**Provided passage:**

%%

Pharma’s GLP-1 Gold Rush Starts Looking Suspiciously Like a Bubble About to Pop

Pharma found its golden needle, and now everyone’s chasing the same vein. Novo NordiskNVO and Eli LillyLLY are leading the charge with GLP-1 hits like Wegovy and Zepbound, driving a surge in profits and pushing R&D returns to multi-year highs. But as more capital and pipelines flood the space, the whole run is starting to resemble a “bubble effect.”
Concentration overload: Projected R&D returns for the world’s top 20 pharma companies rose to 7% in 2025, building on a steady climb from 5.9% in 2024. However, if you take out GLP-1 and GIP assets, that number drops to 2.9%. It shows how much the industry’s momentum is riding on weight loss and diabetes drugs. As Deloitte’s Hanno Ronte said, “It is a bubble, because so much is concentrated,” with just 9% of the pipeline set to drive nearly 70% of peak sales.
- Obesity drugs overtook oncology as the top late-stage pipeline driver for the first time in 16 years, taking ~25% of forecast sales vs. oncology’s 20%.
- Average peak sales per asset climbed to $598M from $510M, with most of the jump coming from a handful of high-forecast GLP-1 drugs.

%%

**Material supplied:**
%%

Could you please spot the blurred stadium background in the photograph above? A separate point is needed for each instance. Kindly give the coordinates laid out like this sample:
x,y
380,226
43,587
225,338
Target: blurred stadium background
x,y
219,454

%%
%%

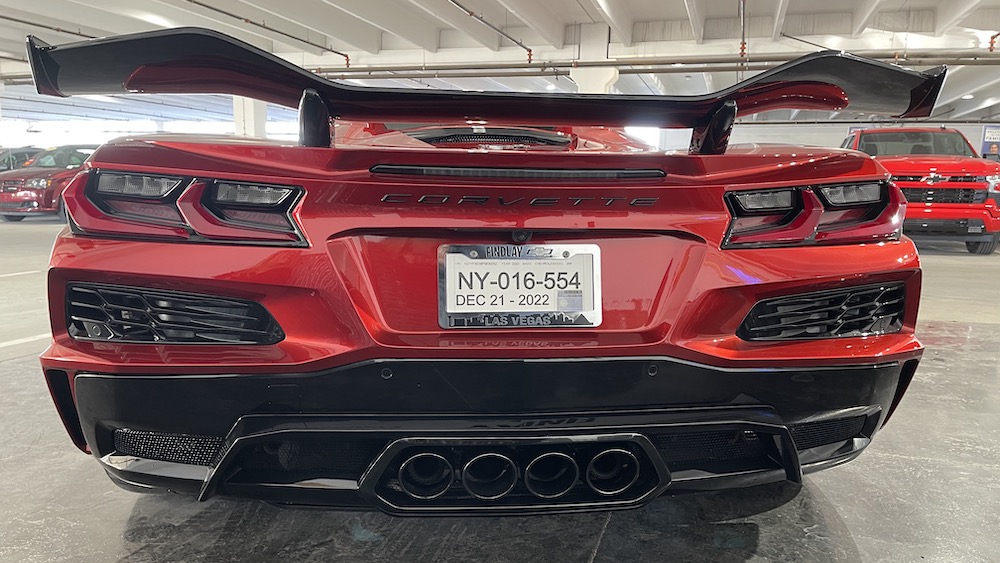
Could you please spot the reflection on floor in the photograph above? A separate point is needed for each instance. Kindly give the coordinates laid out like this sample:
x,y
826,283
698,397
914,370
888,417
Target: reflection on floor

%%

**Your instructions:** Pick up the article about pharma's GLP-1 boom after its last sentence and carry it forward. The lines above have no connection to the article about the GLP-1 drug boom.

**Final answer:**
Medicare Access Could Supercharge Demand
Donald Trump’s move to make GLP-1 drugs available to Medicare patients starting July 1 could pour fuel on an already overheated market. The policy shift opens the door to 66M+ seniors, setting up another wave of demand that could stretch valuations further — or bring the bubble’s peak closer. At the same time, development costs have climbed, raising the bar for commercial success even as companies double down on obesity-focused pipelines.
- Beyond those pipelines, GLP-1 is expanding into new uses, with Novo Nordisk’s semaglutide showing promise in heart, liver, kidney, and addiction, though an Alzheimer’s trial missed.
- That expansion could deepen the industry’s reliance, leaving it exposed to shocks where any safety signal or supply disruption could ripple across the sector.
Surfing the wave: Deloitte’s Hanno Ronte summed up the dilemma for pharma execs — when you’re riding a lucrative wave with a crowded field, there’s barely any room to maneuver. That leaves companies choosing between doubling down on the GLP-1 rush or putting money into the next breakthrough. With pricing pressure rising, competition tightening, and regulators closing in, the trade is becoming a high-stakes bet that might only hold as long as the momentum does.